Problem requirements -
Copy every one of the records below verbatim, reproducing each line without any change.

Material for the task -
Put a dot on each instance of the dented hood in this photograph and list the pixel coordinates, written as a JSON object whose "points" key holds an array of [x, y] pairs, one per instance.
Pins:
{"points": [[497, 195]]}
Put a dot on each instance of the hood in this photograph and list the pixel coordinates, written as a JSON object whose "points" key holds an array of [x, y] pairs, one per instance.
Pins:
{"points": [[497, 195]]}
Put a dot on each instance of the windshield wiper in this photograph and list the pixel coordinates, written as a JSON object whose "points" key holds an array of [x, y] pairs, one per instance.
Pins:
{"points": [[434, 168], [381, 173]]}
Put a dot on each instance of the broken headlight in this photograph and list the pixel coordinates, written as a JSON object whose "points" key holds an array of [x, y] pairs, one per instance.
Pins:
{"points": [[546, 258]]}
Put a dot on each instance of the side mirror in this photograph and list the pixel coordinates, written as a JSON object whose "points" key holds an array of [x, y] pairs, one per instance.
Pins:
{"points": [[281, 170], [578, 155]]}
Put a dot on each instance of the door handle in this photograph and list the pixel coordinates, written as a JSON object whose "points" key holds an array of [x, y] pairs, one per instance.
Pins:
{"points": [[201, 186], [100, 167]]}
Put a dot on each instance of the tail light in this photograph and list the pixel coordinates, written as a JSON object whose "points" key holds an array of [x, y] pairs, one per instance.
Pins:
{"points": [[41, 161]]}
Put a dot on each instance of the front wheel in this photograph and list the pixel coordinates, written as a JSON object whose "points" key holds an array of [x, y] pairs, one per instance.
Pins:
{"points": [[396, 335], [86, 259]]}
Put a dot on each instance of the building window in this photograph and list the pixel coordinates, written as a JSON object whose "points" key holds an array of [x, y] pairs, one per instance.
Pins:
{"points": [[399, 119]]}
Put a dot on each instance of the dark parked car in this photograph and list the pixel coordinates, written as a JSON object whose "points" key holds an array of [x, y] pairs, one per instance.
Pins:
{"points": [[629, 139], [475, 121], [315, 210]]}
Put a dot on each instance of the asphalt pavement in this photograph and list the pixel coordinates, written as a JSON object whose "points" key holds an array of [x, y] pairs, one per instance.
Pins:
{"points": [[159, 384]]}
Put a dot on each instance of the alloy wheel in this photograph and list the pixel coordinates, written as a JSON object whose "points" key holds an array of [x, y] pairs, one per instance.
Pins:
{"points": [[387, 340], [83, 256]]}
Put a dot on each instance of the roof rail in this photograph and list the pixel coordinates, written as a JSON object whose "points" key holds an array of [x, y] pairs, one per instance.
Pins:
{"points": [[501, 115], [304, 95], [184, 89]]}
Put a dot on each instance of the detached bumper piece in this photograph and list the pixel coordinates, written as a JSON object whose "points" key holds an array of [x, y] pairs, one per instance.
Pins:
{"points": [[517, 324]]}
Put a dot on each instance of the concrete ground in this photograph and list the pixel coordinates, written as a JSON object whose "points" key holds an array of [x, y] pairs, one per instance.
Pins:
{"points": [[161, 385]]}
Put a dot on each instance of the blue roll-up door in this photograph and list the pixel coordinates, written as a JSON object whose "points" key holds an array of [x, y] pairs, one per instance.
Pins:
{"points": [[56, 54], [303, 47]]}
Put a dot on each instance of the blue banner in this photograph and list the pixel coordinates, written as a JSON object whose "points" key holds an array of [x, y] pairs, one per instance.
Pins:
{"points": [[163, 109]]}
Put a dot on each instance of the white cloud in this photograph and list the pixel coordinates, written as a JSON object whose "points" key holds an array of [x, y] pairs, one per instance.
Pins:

Worked solution -
Put a dot on each instance of the dented hood in this photograph and list the pixel coordinates, written as a JSON object whose "points" key holds an array of [x, y] pairs, one per instance.
Pins:
{"points": [[497, 195]]}
Put a dot on each instance of the hood in this photograph and list the pixel coordinates, written as a JSON object whose "points" key holds an array of [x, y] pairs, one per instance.
Pins:
{"points": [[497, 195]]}
Put a dot on each instance of the windshield wiper in this photograph and list the pixel coordinates, written as a JSON object whose "points" key holds an array of [x, y] pairs, one per instance.
Pins:
{"points": [[434, 168], [381, 173]]}
Put a dot on each instance of the broken headlight in this photograph and list the pixel coordinates, written as a JSON object whose "points" key holds an array of [x, y] pairs, one per instance.
Pins:
{"points": [[546, 258]]}
Put a dot on each instance of the side mirror in this photograph and list the pixel coordinates, written as a JSON object whose "points" key holds an array of [x, y] pairs, one per instance.
Pins:
{"points": [[281, 170], [578, 155]]}
Put a dot on each instance of the door handle in this photograph and list the pixel coordinates, written as a JSON object whose "points" key holds an array of [x, y] pairs, one per instance.
Pins:
{"points": [[201, 186], [100, 167]]}
Put a dot on each instance of the tail light in this photograph and list the pixel coordinates, written as a JSON object whose "points" key holds an array of [x, y] pairs, one per instance.
Pins:
{"points": [[41, 161]]}
Put a dot on each instance of the front wheel in this photograph and list the pixel coordinates, written as a JSON object whose "points" key holds an array of [x, y] pairs, one per instance.
Pins:
{"points": [[396, 335], [86, 259]]}
Put a dot on each instance of the building window in this photograph and list the pixel coordinates, written as a JSON object whose "points" key holds an array of [x, y] pairs, one per instance.
Pins:
{"points": [[399, 119]]}
Put a dot on each instance of the dark parked car in this photograph and list the pixel coordinates, written as a JSON object whose "points" key holds an array of [x, y] pairs, one per instance.
Pins:
{"points": [[629, 139], [475, 121], [315, 210]]}
Put a dot on each instance of the asphalt pavement in this photograph and list the pixel coordinates, written as a JSON object whose "points" key holds an array of [x, y] pairs, one per instance.
Pins:
{"points": [[159, 384]]}
Put a dot on each instance of the alloy wheel in this photograph and list the pixel coordinates, written as a JSON object whose "points" key holds an array of [x, y] pairs, one per instance.
Pins:
{"points": [[387, 340], [83, 256]]}
Put a dot on each instance of the roof rail in this photograph and list the pixel coordinates, written as a JSON object whose "points" key holds an array of [x, y] pairs, one per instance.
Pins:
{"points": [[501, 115], [304, 95], [184, 89]]}
Put a dot on each instance of the detached bumper piece in this photograph and list the pixel coordinates, written as a JSON object whose "points" key holds an array of [x, y] pairs, one per instance.
Pins:
{"points": [[517, 324]]}
Put a dot on each instance of the concrete ground in this photograph and list the pixel coordinates, written as a JSON object whose "points" key holds an array of [x, y] pairs, one per instance.
Pins:
{"points": [[161, 385]]}
Put a dot on each instance of the blue roll-up door in this photograph and list the pixel coordinates, written as a JSON object whose "points" key holds an array of [x, y] pairs, one per instance.
Pins:
{"points": [[56, 54], [303, 47]]}
Put a dot on each instance of the blue banner in this photograph and list the pixel coordinates, written as a JSON object whose "points" key holds an array of [x, y] pairs, one per instance.
Pins:
{"points": [[163, 109]]}
Put a dot on each instance of the white cloud in this photograph and list the pixel coordinates, written as a JSON object whose "points" key holds an array of [x, y] pairs, one per instance.
Pins:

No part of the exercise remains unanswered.